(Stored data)
**********

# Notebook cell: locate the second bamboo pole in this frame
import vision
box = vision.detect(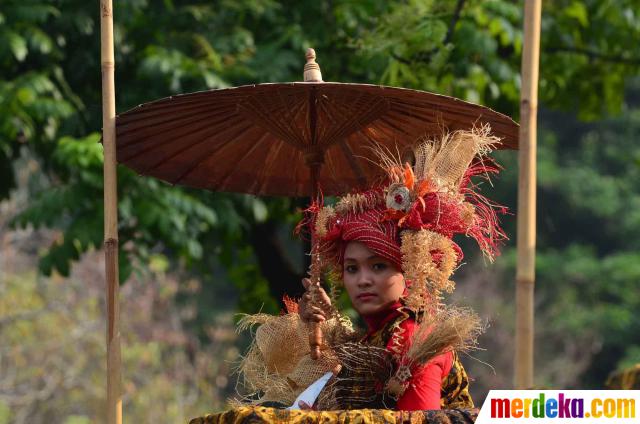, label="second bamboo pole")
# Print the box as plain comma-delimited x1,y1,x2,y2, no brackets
514,0,542,389
100,0,122,424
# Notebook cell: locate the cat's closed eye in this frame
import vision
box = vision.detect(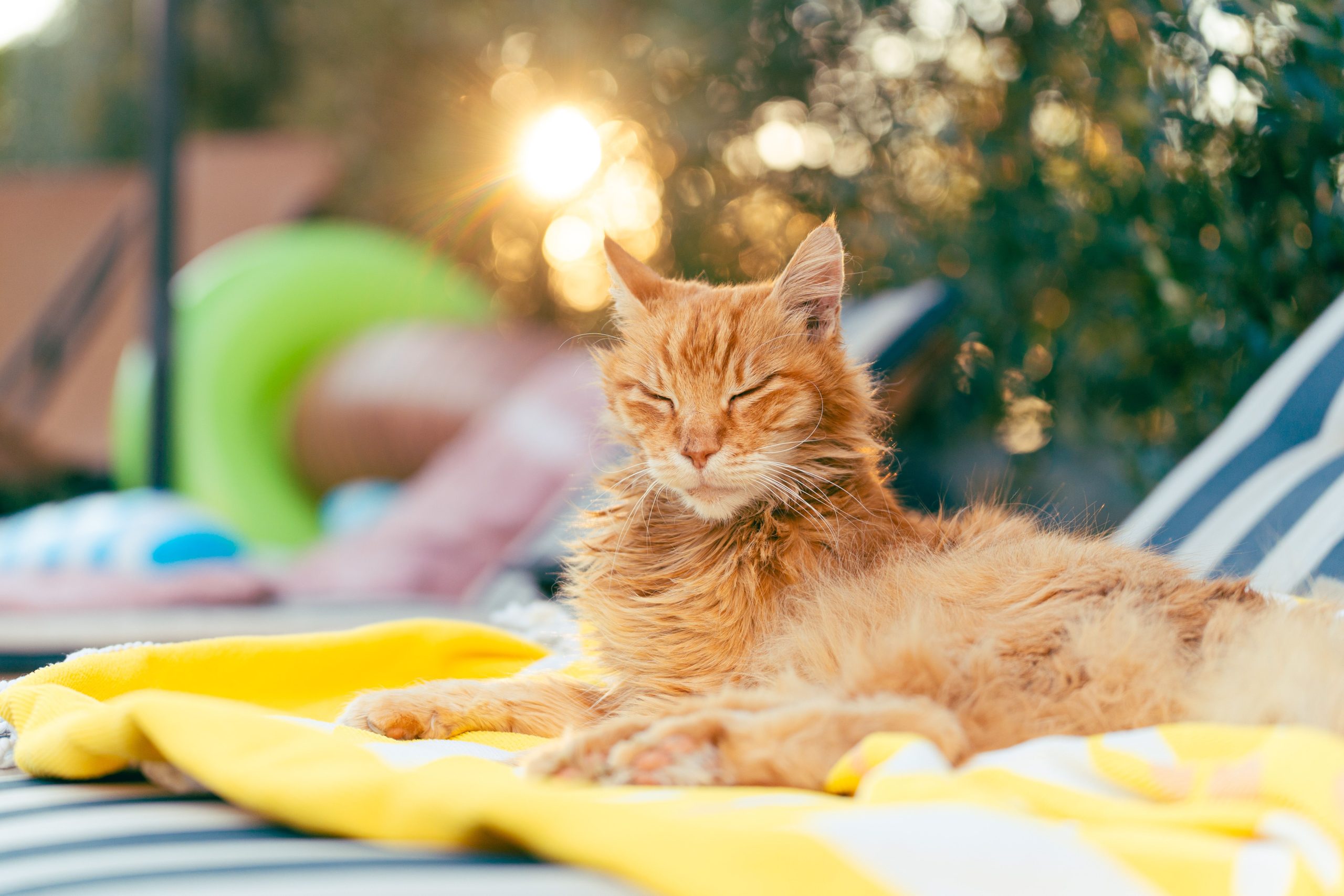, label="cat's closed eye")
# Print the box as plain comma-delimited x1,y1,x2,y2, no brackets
729,373,774,404
640,385,676,407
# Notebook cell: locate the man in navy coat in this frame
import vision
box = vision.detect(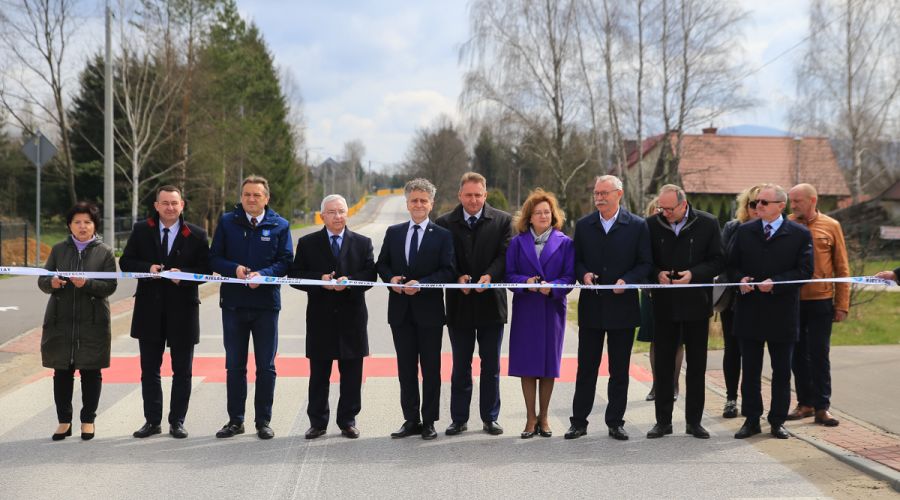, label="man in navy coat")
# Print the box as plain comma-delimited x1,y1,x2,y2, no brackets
565,175,653,441
119,185,209,439
209,175,294,439
727,184,813,439
377,179,455,439
291,194,376,439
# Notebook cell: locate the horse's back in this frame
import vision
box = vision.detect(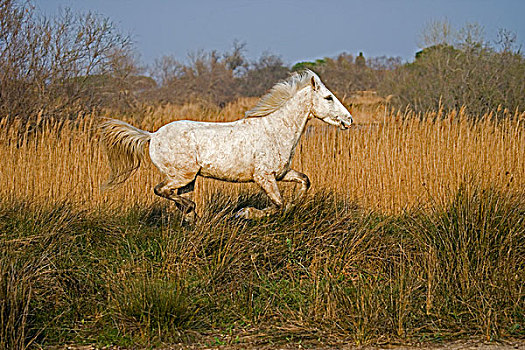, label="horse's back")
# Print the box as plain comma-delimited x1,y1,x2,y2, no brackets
150,120,260,181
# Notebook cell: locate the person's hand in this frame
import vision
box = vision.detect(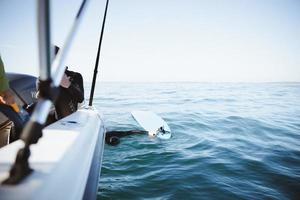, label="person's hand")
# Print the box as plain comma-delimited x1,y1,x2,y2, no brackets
0,89,15,105
60,74,71,88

**********

Required task: Count the lines in the entries above that contain the string "cell", treating uppercase and lowercase letters as different. Reply with the number alone.

Result of the exercise: 5